Select each line of the material that contains the string "station", and copy those lines.

Pointing data excerpts:
______
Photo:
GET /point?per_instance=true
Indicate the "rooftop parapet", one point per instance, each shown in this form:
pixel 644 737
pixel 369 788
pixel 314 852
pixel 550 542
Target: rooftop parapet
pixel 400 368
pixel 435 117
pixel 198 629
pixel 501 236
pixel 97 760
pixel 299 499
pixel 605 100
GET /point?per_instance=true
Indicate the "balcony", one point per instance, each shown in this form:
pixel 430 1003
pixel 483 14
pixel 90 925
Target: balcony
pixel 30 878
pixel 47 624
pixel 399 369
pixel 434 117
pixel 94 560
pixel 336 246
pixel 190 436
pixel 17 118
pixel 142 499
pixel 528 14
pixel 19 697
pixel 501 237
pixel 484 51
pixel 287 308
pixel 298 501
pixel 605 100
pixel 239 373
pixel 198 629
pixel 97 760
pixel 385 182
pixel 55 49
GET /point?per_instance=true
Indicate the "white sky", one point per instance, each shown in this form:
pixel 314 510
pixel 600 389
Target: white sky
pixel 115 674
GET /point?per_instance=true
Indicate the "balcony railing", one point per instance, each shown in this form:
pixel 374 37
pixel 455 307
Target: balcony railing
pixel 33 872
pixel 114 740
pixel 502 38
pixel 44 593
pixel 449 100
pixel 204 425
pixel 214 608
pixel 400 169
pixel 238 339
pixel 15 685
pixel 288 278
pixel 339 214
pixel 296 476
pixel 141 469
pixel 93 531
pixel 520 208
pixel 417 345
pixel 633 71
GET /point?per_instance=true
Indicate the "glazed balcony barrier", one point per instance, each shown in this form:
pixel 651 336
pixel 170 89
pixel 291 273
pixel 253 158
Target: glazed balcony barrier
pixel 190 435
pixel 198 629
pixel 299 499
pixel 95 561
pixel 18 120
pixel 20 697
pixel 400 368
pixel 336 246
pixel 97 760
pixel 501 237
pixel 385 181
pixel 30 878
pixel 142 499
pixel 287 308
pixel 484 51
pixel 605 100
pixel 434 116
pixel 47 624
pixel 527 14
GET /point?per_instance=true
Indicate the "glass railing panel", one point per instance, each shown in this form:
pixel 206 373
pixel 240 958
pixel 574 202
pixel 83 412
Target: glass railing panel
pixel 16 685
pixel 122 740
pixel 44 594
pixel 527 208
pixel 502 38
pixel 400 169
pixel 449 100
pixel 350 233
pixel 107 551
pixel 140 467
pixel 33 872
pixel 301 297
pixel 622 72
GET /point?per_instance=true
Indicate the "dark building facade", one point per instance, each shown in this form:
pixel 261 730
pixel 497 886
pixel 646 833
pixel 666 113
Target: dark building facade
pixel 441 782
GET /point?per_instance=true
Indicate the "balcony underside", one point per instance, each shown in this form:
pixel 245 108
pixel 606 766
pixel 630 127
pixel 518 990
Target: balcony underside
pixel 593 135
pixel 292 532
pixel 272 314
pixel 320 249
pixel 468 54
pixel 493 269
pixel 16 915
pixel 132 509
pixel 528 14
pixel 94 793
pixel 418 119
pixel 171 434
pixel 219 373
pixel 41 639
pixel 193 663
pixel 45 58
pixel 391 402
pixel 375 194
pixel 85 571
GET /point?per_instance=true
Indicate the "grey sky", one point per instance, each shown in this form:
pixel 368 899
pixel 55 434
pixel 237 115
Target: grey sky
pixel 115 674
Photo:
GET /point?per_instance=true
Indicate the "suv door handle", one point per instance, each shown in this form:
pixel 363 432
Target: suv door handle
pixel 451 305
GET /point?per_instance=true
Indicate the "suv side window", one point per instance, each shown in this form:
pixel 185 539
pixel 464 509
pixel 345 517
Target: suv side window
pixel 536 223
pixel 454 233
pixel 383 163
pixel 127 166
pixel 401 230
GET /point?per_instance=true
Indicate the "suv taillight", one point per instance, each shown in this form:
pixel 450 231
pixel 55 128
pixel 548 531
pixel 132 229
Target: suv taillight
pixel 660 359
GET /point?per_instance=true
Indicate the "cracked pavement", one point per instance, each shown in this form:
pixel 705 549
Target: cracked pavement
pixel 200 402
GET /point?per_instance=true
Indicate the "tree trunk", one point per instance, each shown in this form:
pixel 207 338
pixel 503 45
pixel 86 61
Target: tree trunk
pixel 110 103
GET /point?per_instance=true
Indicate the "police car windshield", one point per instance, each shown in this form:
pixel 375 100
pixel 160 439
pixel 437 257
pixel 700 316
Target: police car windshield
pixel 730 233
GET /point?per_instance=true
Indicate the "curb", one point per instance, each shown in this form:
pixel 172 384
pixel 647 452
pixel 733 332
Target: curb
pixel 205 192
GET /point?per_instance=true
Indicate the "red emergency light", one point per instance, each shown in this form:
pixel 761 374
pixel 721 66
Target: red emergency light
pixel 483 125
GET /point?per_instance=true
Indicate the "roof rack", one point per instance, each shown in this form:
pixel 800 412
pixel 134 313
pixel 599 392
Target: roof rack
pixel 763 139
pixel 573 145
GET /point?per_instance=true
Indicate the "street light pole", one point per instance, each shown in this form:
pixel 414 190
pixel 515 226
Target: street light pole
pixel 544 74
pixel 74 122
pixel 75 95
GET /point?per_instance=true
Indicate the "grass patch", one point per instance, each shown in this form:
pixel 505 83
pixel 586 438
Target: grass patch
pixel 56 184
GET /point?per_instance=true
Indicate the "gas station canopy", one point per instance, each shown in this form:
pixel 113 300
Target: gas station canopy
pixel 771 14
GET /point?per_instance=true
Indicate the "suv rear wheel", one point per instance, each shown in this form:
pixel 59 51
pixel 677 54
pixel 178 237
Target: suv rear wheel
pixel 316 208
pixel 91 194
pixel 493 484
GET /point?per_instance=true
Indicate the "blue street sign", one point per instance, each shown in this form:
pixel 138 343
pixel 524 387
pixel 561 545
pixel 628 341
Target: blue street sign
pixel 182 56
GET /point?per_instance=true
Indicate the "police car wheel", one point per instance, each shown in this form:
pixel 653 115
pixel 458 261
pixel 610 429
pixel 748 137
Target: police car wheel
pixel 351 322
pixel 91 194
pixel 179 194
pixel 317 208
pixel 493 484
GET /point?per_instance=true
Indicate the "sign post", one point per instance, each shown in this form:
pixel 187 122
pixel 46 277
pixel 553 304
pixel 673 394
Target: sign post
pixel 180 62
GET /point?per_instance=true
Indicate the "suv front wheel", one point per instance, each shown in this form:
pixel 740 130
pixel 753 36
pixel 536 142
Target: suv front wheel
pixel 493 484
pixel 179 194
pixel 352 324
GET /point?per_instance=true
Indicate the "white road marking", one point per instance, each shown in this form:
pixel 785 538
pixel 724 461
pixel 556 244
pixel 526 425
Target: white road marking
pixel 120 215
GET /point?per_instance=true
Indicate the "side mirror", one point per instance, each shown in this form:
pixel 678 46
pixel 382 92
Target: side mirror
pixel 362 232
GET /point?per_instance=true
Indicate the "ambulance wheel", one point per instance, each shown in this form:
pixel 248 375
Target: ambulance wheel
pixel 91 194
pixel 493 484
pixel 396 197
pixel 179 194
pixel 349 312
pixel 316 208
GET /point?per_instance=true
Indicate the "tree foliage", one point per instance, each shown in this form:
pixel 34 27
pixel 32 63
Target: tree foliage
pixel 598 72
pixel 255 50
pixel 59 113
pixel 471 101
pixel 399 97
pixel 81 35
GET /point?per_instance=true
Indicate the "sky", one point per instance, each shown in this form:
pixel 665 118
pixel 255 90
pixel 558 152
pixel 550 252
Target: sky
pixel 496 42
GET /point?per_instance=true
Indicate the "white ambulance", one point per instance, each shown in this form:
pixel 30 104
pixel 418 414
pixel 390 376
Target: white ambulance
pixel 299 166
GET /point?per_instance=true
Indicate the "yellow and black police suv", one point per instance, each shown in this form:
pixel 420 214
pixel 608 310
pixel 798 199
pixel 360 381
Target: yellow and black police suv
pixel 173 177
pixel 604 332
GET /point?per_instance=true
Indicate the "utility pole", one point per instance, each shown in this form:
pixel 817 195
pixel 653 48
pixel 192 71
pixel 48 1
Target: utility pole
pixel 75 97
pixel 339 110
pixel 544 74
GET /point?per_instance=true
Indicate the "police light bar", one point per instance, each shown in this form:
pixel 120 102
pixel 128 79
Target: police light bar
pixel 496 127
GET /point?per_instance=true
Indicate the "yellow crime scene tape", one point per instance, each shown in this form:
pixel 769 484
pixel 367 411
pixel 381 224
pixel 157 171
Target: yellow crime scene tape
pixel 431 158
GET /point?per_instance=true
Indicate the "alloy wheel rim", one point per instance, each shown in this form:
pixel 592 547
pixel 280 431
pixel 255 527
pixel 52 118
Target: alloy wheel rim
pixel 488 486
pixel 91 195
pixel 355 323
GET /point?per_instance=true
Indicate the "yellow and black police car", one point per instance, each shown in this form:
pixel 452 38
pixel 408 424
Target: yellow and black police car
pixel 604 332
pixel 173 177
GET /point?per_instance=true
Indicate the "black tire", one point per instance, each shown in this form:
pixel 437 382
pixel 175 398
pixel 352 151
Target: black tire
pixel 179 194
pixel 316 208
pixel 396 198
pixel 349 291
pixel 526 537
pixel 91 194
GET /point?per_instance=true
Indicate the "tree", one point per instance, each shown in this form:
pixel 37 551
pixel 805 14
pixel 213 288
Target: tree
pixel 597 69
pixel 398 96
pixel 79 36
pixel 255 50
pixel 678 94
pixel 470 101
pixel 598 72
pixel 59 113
______
Response to the task:
Indicate the "gas station canopy", one point per instance, each shown in this form:
Target: gas station canopy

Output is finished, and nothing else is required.